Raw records
***

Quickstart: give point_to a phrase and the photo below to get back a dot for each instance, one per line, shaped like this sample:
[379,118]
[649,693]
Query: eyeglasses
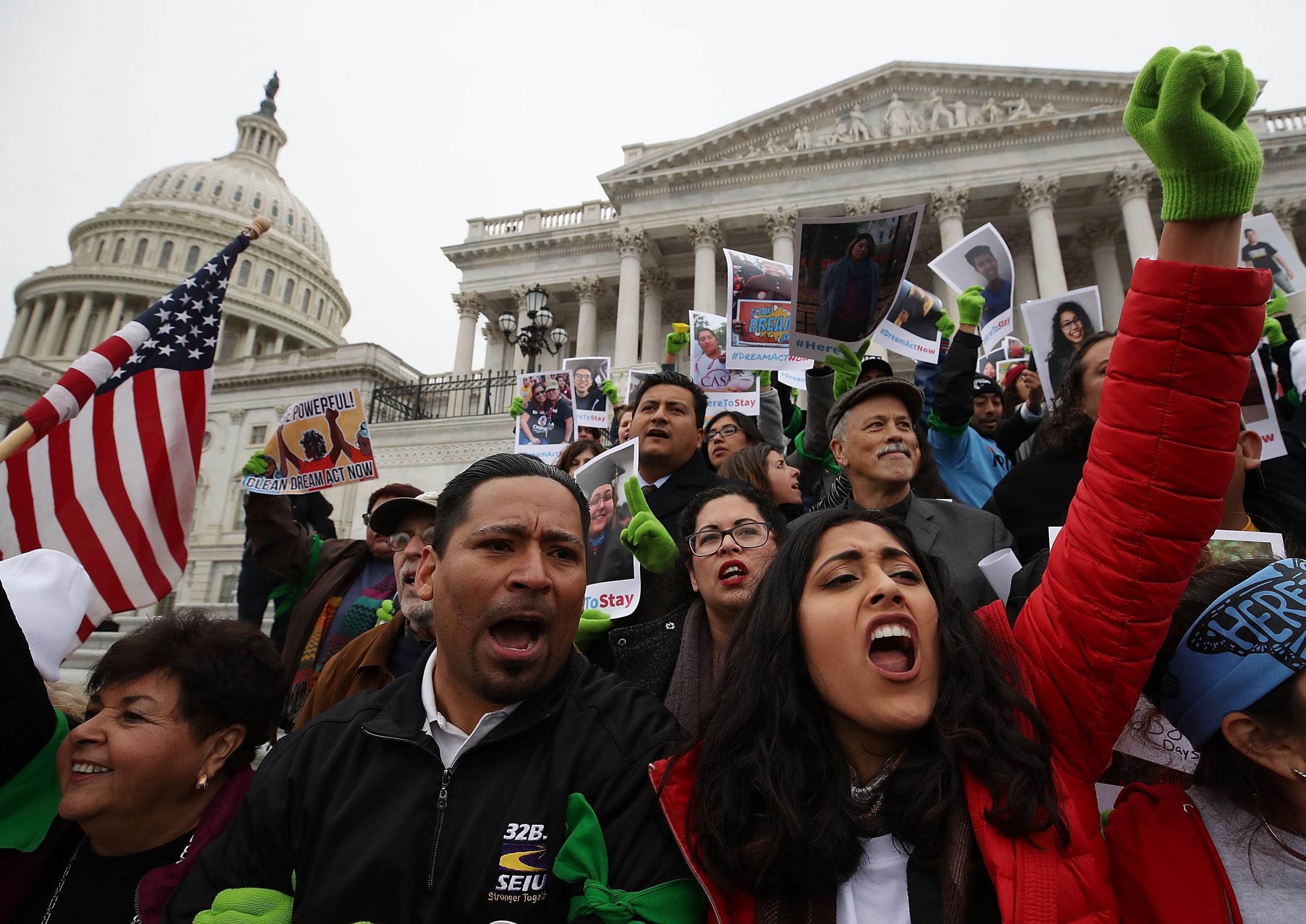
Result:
[746,535]
[400,541]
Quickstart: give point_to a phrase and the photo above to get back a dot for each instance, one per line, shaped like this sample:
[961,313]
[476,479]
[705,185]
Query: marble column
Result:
[1286,213]
[1020,244]
[29,336]
[864,205]
[1130,189]
[780,226]
[631,245]
[521,360]
[469,306]
[949,205]
[656,282]
[20,326]
[1100,239]
[251,336]
[588,289]
[54,328]
[79,329]
[706,239]
[115,318]
[1037,196]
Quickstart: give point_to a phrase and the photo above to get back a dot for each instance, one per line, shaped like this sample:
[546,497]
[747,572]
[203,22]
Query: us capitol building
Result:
[1040,153]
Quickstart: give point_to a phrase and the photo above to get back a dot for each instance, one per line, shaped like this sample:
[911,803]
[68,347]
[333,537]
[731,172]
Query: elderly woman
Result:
[155,773]
[849,289]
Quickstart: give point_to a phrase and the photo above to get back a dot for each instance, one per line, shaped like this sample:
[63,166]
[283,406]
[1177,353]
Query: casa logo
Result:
[523,864]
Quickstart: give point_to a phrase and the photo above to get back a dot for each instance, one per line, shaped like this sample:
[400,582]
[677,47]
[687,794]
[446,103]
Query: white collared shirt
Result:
[448,738]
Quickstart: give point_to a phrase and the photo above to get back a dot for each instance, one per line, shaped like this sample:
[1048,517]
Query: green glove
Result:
[647,540]
[249,906]
[1278,303]
[1274,332]
[259,465]
[847,366]
[946,325]
[593,623]
[971,306]
[1187,113]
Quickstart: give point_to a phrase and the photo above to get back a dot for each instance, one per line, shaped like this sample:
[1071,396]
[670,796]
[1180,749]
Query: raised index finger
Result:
[635,499]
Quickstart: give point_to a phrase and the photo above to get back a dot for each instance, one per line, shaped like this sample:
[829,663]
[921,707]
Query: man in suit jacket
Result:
[876,443]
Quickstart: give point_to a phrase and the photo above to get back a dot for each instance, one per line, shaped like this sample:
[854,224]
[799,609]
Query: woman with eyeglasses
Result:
[732,534]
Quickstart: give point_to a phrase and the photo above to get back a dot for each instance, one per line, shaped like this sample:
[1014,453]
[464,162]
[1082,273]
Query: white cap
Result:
[50,593]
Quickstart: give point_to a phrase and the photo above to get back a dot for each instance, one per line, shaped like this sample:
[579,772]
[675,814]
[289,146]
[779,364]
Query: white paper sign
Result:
[613,576]
[848,277]
[728,389]
[983,259]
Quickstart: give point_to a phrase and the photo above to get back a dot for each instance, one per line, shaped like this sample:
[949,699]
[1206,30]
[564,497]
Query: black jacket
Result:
[361,808]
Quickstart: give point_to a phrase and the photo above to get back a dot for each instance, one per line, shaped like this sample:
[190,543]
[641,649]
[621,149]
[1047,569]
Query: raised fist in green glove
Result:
[944,325]
[593,624]
[1187,113]
[259,465]
[1274,332]
[847,367]
[647,540]
[971,306]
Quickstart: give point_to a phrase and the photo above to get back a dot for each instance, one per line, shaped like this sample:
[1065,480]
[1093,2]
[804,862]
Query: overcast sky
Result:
[408,119]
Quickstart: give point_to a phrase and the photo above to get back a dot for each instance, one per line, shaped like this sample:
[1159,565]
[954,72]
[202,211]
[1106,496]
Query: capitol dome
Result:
[283,295]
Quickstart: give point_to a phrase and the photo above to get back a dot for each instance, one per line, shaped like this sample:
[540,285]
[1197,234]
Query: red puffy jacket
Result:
[1151,498]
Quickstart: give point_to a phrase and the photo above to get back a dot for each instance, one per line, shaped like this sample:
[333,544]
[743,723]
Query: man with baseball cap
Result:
[874,439]
[399,640]
[967,413]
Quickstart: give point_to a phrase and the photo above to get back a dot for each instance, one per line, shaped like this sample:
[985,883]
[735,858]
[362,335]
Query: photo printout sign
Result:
[983,259]
[612,574]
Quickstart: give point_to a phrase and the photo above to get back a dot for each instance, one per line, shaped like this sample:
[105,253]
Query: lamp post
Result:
[540,334]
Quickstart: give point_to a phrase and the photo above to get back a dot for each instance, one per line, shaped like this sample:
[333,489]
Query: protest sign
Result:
[908,329]
[1057,326]
[547,425]
[759,295]
[728,389]
[848,277]
[1263,245]
[589,402]
[312,451]
[612,574]
[1258,412]
[983,259]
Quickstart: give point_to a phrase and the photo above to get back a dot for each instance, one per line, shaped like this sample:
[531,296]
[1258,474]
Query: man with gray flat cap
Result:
[876,443]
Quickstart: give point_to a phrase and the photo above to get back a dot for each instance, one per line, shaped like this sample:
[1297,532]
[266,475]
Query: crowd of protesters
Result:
[822,709]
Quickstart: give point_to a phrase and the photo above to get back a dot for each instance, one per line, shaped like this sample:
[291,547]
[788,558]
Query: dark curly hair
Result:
[228,674]
[771,804]
[1069,430]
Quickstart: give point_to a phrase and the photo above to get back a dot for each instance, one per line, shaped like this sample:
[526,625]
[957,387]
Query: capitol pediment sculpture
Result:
[899,118]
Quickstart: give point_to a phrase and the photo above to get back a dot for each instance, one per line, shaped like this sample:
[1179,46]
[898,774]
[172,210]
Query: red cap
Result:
[1011,373]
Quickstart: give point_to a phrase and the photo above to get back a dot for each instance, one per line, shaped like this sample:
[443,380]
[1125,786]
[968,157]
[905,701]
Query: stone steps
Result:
[76,666]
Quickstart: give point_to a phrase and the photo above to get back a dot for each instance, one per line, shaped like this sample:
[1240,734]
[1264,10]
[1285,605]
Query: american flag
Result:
[110,474]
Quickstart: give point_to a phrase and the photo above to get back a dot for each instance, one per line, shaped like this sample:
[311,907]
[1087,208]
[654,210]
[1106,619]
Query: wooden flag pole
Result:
[19,438]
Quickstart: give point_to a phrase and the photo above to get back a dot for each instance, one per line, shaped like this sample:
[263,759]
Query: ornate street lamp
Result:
[540,334]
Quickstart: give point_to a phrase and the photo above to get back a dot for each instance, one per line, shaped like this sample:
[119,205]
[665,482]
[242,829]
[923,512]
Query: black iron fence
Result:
[440,397]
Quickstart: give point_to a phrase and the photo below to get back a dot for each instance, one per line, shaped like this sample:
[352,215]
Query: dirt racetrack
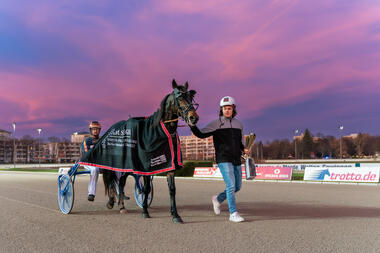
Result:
[280,217]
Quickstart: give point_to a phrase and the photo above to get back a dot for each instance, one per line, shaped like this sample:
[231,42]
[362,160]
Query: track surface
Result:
[280,217]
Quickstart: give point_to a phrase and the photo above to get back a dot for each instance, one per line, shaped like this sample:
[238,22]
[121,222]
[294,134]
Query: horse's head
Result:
[183,101]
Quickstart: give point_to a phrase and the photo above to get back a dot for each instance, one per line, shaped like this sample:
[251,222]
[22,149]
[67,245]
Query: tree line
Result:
[319,146]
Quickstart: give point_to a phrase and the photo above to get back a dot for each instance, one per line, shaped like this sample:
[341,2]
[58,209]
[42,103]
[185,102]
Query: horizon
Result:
[288,64]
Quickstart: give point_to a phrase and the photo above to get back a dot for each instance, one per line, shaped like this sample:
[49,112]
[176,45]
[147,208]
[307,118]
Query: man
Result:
[87,144]
[227,133]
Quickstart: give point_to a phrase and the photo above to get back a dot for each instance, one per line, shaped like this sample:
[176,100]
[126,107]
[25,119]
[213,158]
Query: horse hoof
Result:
[110,205]
[177,220]
[146,216]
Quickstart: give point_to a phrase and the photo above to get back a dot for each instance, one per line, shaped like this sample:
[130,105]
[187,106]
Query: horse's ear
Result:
[174,84]
[192,93]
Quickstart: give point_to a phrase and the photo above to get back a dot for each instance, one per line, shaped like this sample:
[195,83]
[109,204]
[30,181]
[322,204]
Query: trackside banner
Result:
[369,174]
[268,172]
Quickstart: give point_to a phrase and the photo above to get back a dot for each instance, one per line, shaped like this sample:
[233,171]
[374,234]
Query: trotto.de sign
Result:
[362,174]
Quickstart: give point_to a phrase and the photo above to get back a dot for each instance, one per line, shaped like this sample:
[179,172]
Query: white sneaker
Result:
[235,217]
[216,204]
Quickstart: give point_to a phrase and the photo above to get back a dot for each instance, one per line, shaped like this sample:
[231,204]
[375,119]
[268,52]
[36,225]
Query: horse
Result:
[177,104]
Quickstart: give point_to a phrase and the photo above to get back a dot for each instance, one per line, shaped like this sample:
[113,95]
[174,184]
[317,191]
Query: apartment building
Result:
[194,148]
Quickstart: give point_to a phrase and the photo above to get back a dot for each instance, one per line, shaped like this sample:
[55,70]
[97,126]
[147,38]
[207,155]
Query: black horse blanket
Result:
[136,145]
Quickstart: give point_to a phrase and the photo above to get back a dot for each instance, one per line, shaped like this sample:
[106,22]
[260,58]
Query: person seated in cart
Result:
[87,144]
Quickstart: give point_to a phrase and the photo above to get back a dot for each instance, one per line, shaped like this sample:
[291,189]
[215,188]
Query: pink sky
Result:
[289,64]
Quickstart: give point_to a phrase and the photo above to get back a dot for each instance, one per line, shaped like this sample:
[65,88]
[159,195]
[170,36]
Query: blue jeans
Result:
[232,177]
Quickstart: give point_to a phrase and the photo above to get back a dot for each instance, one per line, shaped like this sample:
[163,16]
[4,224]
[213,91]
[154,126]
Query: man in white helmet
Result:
[227,133]
[89,143]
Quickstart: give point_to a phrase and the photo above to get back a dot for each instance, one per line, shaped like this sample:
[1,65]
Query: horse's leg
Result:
[173,206]
[145,213]
[109,187]
[122,181]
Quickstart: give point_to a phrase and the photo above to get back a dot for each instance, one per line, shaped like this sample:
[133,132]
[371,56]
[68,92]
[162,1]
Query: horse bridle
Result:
[182,112]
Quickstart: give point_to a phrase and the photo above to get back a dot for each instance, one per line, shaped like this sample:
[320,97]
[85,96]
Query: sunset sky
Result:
[289,64]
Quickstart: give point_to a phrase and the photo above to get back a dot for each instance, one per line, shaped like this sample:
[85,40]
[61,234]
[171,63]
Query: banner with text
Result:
[267,172]
[369,174]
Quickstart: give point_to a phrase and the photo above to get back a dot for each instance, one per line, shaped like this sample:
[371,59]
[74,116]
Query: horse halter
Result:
[182,112]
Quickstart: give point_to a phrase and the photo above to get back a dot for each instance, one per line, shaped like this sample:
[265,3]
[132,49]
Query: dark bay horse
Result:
[177,104]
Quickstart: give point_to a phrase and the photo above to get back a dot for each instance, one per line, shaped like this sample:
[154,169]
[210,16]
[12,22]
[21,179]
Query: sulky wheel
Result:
[65,193]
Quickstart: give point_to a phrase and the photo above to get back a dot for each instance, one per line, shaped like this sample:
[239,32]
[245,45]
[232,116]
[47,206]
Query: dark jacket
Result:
[227,136]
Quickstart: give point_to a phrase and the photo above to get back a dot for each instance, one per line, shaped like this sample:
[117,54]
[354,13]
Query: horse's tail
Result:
[109,179]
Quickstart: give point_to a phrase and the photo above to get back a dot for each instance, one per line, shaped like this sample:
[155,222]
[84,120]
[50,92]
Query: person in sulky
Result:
[227,133]
[87,144]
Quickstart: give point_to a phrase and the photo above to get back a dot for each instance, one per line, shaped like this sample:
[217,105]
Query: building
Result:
[26,151]
[79,137]
[194,148]
[300,138]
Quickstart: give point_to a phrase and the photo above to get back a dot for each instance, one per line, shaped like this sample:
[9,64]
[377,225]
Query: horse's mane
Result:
[160,112]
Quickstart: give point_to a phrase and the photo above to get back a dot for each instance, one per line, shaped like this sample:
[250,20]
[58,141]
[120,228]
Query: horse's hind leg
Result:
[145,213]
[121,186]
[173,206]
[109,187]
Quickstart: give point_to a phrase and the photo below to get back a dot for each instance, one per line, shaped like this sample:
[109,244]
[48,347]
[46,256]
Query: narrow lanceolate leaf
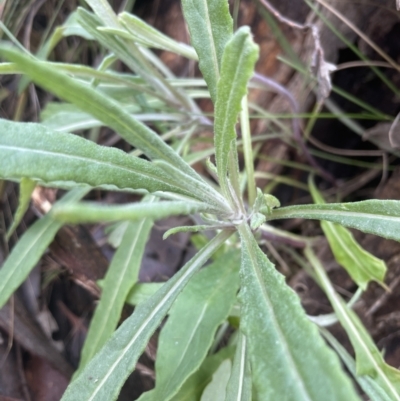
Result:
[31,150]
[210,26]
[105,374]
[90,212]
[361,265]
[289,360]
[369,360]
[216,389]
[239,385]
[193,320]
[237,67]
[379,217]
[121,276]
[195,385]
[27,252]
[148,36]
[369,385]
[26,188]
[103,108]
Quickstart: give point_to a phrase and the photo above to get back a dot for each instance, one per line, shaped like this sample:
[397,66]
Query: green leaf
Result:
[289,360]
[369,361]
[104,11]
[379,217]
[26,188]
[120,278]
[195,385]
[239,385]
[370,386]
[148,36]
[193,320]
[216,389]
[361,265]
[91,212]
[98,105]
[105,374]
[141,292]
[29,249]
[30,150]
[237,67]
[210,26]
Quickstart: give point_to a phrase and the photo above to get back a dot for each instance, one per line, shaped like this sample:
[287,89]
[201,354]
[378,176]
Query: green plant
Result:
[277,352]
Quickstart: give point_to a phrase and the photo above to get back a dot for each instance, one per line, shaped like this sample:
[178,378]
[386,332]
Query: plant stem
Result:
[248,151]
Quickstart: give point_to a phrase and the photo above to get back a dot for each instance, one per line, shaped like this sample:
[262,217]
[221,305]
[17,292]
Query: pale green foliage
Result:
[361,265]
[26,188]
[237,67]
[30,249]
[185,339]
[280,337]
[121,276]
[379,217]
[277,353]
[210,27]
[369,361]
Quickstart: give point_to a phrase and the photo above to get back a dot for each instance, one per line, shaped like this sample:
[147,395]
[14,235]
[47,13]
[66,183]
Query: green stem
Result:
[248,151]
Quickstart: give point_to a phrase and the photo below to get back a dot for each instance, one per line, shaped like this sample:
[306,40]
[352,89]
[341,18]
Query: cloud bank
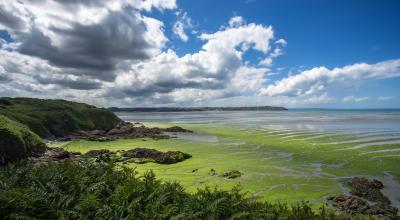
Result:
[115,53]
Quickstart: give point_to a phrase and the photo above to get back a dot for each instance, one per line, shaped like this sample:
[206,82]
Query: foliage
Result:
[88,190]
[49,118]
[17,141]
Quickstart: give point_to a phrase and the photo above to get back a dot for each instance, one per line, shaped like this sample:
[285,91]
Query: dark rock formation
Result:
[95,153]
[176,129]
[366,198]
[121,130]
[231,174]
[370,190]
[152,155]
[55,154]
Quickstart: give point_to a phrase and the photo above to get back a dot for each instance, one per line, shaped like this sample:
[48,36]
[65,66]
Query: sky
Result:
[136,53]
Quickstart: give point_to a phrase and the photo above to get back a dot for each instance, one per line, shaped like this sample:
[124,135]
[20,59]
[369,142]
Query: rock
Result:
[95,153]
[366,198]
[370,190]
[212,172]
[232,174]
[169,157]
[101,139]
[176,129]
[55,154]
[350,204]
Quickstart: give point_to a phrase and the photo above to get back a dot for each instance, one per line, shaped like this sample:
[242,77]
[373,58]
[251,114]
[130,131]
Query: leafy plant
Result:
[89,190]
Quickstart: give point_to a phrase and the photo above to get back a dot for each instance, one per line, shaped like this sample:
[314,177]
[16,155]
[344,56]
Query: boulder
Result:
[95,153]
[176,129]
[232,174]
[153,155]
[368,189]
[365,198]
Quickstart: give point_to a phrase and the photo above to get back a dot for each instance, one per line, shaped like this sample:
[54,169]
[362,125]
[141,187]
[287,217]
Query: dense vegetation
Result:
[90,190]
[56,118]
[17,141]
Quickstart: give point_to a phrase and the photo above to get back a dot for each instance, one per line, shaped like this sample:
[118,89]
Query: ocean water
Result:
[345,121]
[358,142]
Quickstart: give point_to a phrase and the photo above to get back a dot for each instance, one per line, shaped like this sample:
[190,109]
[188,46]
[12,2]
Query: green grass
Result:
[49,118]
[17,141]
[89,190]
[273,168]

***

▶ WHAT IS ASKED:
Show every line in the items above that includes the word "woman".

▶ EXERCISE RESPONSE:
Query: elderly woman
Query: woman with eyeglasses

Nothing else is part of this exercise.